┌─ Text section

I feel sick to my stomach and spiritually polluted from having read as far as I did. I also feel angry that anyone has the unmitigated gall to blame me, and all others, for the abuse that was done to us as children. At the time, I was so young that I did not even know what sex was - how on earth could I have ever 'seduced someone' to inflict CSA and other abuses upon me?!? How could Shengold argue that anyone except the adults were responsible for the abuse?!?!?
I want to throw the book through the window and/or burn it, but the library wants it back. The shame is that I will return it to the library and some other poor person will be able to check it out and read this poison. The horrifying ideas: someone who has not moved far along enough in their healing journey will read it and believe it; OR someone who aspiring to become a therapist will read it and believe it. Either way, the abuse is perpetuated through this horrible, horrible book. Yes, the library will get it back, but perhaps there will be written-in-pen-so-they-cannot-be-erased notes in it...
UGH!!
I now have to do the cleanse of all cleanses to rid myself of the poison that is this horrible, horrible book.
I encountered this book when I was living in a three bedroom condo with two other men named Mark, one younger, one older. I was reading the NYTimes literary supplement, like ya do, and working a long term temp job at Bank of Tokyo, loading paper into the printer, like ya do and ran across a review of this book. It described the symptoms of "soul murder" and I immediately thought, well I've got those symptoms. I had never considered myself anything but lucky and often chafed at people complaining about their upbringing. But read this book I did. It had an interesting affect. It is not a case history of anyone. It is the good doctor, a famous sought after Manhattan psychiatrist/analyst applying his trade to literary persons. I do not remember a single thing about what he said, but I did get the method about which he was applying and I could not help but apply it to a "play" I had written, called The Door. Everyone who had read the play could not understand why I had the older male character kill himself in the end. It didn't make sense, they would say! I was loading a printer when it hit me. I did not have as much of a problem with my father as with my mother. It was her I was NOT killing off at the end of the play. I almost passed out right there. The next day when I went to eat at my favorite diner, I could only eat half of what I ordered, standard. The symptoms of my eating disorder were cut in HALF. This was the beginning of my still evolving self becoming.
Sobering and beautifully written exploration of the life-long effects of child abuse and neglect. I was especially interested in the chapters on literature, particularly in the one on Little Dorritt, which I recently read.
An extremely technical study of the effects carried into adulthood by abused children. Placing the focus largely on abused men was an interesting choice, although I wonder if, in 1989, it was difficult to get women willing to be used as examples in a study about sexual abuse.
Worth a read if you’re interested in ways people are broken. I found this book in studies on serial killers, so you can certainly read it from that perspective as well.
This book was SSsssoooooo hard to get through, it was so technical and the words were very master class. I did manage to get through it but half of just went way above my head the other half was very sad and disturbing but also very informative. I chose to read this for my education in childhood psychology and when you are learning about such you have to take the good and bad and know how to deal with both. The signs and symptoms, I am doing this for my own study. So much of it was an eye opener and other parts where what i knew as I grew up in it.
I'm too dumb for this book, or I'm still just really tone deaf about psychoanalysis still. I thought reading about authors would be a good way to help connect me to analysis but found myself skimming through the endless prose. Ugh.

└─

Copy the reader reviews above word for word, between "Sobering and beautifully" and "I recently read.", inclusive.

┌─ Recorded information

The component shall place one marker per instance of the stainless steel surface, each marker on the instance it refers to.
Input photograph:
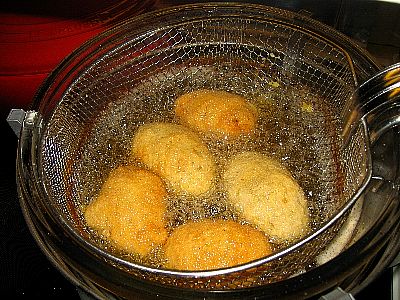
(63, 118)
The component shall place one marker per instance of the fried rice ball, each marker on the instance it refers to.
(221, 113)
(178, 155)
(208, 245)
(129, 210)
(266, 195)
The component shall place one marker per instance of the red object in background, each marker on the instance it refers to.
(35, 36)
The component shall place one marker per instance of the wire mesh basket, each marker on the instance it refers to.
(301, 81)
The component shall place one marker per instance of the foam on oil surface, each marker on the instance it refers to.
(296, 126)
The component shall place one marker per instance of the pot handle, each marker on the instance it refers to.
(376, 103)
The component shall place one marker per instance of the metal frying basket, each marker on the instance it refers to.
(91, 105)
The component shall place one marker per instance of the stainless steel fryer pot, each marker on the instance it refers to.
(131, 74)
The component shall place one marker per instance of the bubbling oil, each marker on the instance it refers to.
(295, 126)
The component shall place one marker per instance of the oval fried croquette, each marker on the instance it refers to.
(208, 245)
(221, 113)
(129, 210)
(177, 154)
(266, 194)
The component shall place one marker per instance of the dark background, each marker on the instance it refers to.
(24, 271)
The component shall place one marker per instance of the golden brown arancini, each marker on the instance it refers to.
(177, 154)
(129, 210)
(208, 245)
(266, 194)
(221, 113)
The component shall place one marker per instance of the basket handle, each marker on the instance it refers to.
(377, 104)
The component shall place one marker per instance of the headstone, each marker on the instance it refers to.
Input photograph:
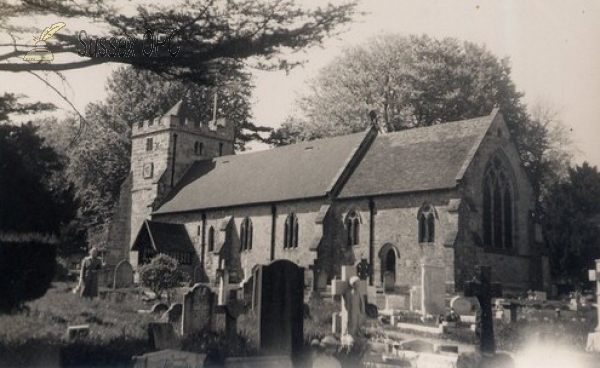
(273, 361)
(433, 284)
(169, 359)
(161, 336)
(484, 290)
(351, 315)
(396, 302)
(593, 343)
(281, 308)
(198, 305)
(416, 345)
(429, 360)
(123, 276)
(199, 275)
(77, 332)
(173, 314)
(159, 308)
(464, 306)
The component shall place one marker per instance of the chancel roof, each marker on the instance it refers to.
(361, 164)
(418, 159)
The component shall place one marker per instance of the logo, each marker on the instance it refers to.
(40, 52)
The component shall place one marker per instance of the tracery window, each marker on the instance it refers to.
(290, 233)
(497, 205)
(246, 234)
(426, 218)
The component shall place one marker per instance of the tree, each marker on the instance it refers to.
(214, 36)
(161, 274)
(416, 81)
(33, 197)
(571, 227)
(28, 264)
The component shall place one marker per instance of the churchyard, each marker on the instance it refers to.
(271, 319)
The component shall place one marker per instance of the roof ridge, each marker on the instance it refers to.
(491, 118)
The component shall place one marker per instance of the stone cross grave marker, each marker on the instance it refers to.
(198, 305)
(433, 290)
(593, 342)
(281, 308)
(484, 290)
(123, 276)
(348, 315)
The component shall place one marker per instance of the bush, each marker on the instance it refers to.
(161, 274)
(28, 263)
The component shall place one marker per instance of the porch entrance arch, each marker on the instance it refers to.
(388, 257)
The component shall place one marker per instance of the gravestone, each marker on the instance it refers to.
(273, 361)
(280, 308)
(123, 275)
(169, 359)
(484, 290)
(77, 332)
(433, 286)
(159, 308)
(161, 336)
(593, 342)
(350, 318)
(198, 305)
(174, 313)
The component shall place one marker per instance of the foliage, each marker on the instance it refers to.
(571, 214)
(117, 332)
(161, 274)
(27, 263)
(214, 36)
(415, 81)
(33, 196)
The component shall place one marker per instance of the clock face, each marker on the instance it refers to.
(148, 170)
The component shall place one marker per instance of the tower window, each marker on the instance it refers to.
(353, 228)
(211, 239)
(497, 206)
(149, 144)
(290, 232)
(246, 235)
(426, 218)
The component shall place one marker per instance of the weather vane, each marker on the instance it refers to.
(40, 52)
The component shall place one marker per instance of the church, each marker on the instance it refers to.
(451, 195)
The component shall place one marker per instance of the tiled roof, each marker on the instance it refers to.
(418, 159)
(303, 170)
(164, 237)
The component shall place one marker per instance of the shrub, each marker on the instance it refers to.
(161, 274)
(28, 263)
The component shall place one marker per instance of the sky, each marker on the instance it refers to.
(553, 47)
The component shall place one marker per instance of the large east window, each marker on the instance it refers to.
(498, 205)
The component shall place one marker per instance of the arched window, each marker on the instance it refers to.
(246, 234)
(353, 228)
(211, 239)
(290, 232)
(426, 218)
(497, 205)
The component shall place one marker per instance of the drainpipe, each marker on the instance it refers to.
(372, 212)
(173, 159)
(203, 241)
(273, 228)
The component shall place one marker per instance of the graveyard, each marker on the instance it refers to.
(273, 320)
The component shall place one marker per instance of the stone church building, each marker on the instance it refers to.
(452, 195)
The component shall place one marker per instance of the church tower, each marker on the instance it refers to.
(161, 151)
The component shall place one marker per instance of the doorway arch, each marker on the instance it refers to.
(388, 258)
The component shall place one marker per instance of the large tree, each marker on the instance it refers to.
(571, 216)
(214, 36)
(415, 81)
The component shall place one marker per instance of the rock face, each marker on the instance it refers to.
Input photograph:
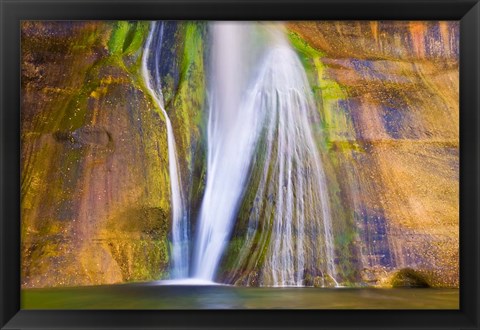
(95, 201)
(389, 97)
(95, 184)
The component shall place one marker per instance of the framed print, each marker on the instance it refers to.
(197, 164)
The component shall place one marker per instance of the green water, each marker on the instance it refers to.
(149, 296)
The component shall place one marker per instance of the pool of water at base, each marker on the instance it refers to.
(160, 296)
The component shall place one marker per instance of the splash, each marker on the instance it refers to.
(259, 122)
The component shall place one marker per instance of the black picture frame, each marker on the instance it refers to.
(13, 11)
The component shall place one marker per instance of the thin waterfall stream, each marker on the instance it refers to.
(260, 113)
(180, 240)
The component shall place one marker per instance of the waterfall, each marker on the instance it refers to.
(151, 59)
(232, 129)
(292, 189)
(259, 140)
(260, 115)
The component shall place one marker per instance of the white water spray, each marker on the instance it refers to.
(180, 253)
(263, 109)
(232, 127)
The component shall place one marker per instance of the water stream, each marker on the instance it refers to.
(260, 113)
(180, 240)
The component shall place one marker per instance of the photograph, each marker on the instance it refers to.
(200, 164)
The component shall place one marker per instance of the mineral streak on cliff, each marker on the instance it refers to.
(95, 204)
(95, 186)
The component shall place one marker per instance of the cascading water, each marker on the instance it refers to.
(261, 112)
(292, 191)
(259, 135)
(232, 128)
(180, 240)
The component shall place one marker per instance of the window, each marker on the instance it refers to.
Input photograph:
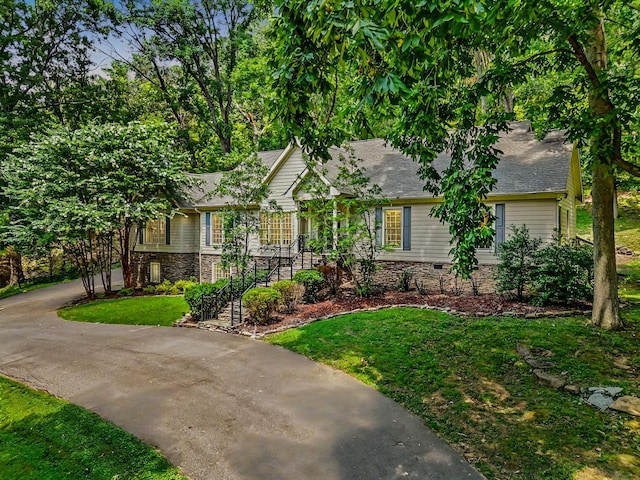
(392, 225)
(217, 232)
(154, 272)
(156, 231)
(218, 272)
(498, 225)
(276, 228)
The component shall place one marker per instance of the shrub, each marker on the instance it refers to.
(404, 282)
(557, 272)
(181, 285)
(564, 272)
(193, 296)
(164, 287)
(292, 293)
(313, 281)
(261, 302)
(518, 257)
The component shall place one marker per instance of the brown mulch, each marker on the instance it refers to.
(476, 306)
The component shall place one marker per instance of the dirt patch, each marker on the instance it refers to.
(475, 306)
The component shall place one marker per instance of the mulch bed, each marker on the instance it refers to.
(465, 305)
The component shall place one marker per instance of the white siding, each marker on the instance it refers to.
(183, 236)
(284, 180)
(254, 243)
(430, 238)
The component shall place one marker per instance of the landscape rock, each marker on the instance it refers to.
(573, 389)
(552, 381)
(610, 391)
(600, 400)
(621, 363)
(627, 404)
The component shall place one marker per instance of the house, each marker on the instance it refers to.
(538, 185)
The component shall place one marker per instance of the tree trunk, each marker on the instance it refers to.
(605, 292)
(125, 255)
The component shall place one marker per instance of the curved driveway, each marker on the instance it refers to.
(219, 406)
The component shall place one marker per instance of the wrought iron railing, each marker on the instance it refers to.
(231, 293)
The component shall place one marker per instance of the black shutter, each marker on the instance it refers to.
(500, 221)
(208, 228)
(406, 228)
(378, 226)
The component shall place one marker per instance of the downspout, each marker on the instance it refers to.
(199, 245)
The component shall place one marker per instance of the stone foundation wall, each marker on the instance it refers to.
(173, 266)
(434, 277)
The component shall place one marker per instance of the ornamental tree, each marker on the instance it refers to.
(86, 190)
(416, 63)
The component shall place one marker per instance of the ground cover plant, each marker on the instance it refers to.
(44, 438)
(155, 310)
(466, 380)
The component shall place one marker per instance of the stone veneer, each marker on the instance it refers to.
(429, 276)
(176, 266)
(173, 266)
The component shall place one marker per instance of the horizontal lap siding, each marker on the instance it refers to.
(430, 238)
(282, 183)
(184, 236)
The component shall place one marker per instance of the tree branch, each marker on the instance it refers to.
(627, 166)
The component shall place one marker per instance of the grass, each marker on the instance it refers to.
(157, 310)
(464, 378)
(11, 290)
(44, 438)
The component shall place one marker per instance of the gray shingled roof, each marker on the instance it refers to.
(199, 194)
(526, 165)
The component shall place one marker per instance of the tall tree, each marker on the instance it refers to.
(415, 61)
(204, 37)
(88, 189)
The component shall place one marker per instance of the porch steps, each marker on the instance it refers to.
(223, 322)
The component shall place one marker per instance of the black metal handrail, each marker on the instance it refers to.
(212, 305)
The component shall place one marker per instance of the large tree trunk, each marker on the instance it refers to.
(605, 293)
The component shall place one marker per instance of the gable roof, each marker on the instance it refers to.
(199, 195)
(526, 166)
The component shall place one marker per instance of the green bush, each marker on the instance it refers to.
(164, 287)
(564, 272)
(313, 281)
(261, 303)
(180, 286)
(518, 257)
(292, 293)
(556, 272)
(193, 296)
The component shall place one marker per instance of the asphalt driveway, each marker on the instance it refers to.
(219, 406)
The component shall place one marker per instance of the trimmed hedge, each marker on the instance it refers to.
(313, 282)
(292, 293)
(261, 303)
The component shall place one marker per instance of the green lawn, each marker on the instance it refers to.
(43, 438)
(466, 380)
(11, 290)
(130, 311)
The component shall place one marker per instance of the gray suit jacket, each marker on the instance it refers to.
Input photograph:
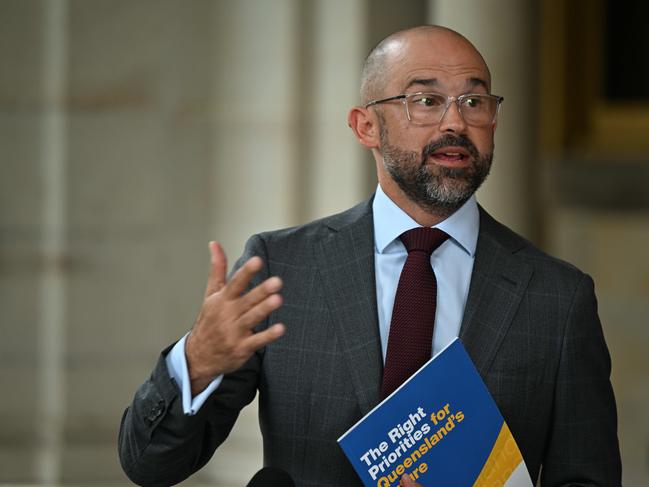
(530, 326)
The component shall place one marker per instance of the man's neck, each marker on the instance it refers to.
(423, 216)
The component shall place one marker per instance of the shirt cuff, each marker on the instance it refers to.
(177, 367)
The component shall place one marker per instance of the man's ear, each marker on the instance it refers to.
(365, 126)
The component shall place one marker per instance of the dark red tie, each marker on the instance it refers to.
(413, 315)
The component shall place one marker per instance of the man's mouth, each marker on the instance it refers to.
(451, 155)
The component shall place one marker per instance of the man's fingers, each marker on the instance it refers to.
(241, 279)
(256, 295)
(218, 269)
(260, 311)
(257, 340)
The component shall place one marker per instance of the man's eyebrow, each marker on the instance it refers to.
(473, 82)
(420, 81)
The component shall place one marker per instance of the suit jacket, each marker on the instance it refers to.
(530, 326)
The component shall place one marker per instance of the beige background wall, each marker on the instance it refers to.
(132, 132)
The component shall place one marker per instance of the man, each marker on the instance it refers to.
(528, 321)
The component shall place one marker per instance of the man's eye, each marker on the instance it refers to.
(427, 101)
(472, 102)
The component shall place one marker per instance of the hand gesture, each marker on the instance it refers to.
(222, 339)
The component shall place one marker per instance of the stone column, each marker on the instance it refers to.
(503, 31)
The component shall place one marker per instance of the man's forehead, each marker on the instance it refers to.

└─

* **Task answer**:
Sobering and beautifully written exploration of the life-long effects of child abuse and neglect. I was especially interested in the chapters on literature, particularly in the one on Little Dorritt, which I recently read.